Stated goal
Output as a JSON list of strings every line of the data from the first line through the line containing "point(360, 133)", both included, with one string per line and blank lines omitted.

Record extracts

+---+

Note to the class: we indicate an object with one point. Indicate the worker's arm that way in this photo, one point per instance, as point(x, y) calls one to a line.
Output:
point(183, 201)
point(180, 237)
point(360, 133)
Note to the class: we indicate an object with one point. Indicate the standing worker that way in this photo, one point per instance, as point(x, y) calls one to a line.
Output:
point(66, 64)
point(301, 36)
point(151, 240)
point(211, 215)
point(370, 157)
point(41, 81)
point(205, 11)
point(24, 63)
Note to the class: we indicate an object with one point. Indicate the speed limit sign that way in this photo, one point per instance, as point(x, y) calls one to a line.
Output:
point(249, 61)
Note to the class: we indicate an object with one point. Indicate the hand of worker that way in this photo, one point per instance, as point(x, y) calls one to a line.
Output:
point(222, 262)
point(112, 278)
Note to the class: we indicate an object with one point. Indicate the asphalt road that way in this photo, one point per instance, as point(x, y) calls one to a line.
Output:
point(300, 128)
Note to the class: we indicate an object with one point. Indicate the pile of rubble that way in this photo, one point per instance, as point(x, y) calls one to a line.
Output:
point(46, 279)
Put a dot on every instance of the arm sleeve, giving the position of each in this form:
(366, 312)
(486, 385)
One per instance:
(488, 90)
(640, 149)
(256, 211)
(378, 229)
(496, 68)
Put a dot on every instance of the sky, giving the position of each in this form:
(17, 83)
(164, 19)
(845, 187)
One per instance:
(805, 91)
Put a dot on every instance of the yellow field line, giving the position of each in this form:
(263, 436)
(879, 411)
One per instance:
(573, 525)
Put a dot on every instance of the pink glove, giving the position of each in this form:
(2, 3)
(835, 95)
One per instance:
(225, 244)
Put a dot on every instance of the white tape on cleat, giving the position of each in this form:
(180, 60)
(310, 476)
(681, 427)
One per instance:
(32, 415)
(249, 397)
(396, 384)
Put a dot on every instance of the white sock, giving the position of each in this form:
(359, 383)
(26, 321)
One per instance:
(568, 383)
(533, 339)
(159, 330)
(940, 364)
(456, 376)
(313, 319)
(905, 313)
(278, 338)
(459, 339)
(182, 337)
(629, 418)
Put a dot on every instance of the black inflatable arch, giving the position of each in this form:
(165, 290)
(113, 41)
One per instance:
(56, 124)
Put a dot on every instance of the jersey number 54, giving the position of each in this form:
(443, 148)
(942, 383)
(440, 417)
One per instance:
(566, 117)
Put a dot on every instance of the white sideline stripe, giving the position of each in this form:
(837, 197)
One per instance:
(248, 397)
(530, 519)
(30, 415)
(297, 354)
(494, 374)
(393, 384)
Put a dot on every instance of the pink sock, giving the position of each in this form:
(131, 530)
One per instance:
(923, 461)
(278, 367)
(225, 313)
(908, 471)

+---+

Response
[
  "Note to the class: we indicate an object with one point. Indicate the worker's arm that way in this photo, one point per instance, as point(x, y) calls one to a line.",
  "Output:",
  "point(183, 201)",
  "point(180, 237)",
  "point(360, 133)"
]